What you have to do → Reproduce the material below character for character, keeping every line as it stands.

§

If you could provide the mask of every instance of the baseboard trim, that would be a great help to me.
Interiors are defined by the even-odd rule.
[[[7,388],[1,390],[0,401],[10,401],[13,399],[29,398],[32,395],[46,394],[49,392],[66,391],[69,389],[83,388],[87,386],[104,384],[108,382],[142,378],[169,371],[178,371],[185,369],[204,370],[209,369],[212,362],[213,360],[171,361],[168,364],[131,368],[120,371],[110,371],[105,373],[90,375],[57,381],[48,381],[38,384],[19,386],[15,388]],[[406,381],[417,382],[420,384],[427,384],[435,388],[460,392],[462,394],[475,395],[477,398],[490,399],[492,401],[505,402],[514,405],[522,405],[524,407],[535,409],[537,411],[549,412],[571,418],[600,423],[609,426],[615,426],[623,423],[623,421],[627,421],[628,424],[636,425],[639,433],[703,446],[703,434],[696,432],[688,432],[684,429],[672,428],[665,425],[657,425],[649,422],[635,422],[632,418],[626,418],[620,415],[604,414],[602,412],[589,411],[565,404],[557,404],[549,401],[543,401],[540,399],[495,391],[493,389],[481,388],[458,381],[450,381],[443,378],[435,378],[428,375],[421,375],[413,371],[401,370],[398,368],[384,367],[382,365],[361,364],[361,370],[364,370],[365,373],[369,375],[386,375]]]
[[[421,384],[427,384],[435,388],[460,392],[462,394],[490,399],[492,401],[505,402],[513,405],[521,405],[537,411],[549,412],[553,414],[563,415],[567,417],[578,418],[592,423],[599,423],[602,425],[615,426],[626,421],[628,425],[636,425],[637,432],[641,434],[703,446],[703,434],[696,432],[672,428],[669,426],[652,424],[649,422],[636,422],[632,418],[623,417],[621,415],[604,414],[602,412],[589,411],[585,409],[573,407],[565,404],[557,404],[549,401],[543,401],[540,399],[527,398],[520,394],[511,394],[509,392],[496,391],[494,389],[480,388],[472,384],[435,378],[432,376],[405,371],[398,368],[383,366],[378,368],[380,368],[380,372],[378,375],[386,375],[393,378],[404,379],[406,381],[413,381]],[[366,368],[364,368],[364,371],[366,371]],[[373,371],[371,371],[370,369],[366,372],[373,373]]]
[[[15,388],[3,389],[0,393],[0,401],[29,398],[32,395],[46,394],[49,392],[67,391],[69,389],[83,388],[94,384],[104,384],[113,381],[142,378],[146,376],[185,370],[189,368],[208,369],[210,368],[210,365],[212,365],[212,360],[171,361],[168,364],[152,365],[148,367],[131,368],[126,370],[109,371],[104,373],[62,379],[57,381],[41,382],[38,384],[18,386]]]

§

Output for this task →
If you could provide the mask of every instance of the baseboard trim, that would be a great help to me.
Interiors are defined by the even-odd rule.
[[[7,388],[1,390],[0,401],[10,401],[13,399],[29,398],[32,395],[46,394],[49,392],[66,391],[69,389],[83,388],[87,386],[104,384],[108,382],[142,378],[169,371],[178,371],[185,369],[204,370],[209,369],[212,362],[213,360],[171,361],[168,364],[131,368],[120,371],[110,371],[105,373],[90,375],[57,381],[48,381],[38,384],[19,386],[15,388]],[[406,381],[417,382],[420,384],[427,384],[435,388],[460,392],[462,394],[475,395],[477,398],[490,399],[492,401],[505,402],[514,405],[522,405],[524,407],[535,409],[537,411],[549,412],[571,418],[600,423],[609,426],[615,426],[623,423],[623,421],[627,421],[628,424],[636,425],[639,433],[703,446],[703,434],[696,432],[688,432],[684,429],[672,428],[665,425],[657,425],[649,422],[635,422],[632,418],[626,418],[620,415],[604,414],[602,412],[589,411],[565,404],[557,404],[549,401],[543,401],[540,399],[495,391],[493,389],[481,388],[458,381],[450,381],[443,378],[435,378],[428,375],[421,375],[413,371],[401,370],[398,368],[384,367],[382,365],[361,364],[361,370],[364,370],[365,373],[369,375],[386,375]]]
[[[421,384],[427,384],[435,388],[460,392],[462,394],[490,399],[492,401],[505,402],[513,405],[521,405],[537,411],[549,412],[553,414],[563,415],[567,417],[578,418],[592,423],[599,423],[602,425],[615,426],[626,421],[628,425],[636,425],[637,432],[641,434],[703,446],[703,434],[696,432],[672,428],[669,426],[652,424],[649,422],[636,422],[632,418],[623,417],[621,415],[604,414],[602,412],[589,411],[585,409],[573,407],[565,404],[557,404],[549,401],[543,401],[540,399],[527,398],[520,394],[511,394],[509,392],[496,391],[494,389],[480,388],[472,384],[435,378],[432,376],[405,371],[398,368],[383,366],[378,368],[380,368],[380,372],[378,375],[386,375],[393,378],[404,379],[406,381],[413,381]],[[366,368],[364,368],[364,371],[366,371]],[[373,371],[371,371],[370,369],[366,372],[373,373]]]
[[[15,388],[3,389],[0,393],[0,401],[29,398],[32,395],[46,394],[49,392],[67,391],[69,389],[83,388],[94,384],[104,384],[113,381],[142,378],[146,376],[185,370],[189,368],[208,369],[210,368],[210,365],[212,365],[212,360],[171,361],[168,364],[152,365],[148,367],[131,368],[126,370],[109,371],[104,373],[62,379],[57,381],[41,382],[38,384],[18,386]]]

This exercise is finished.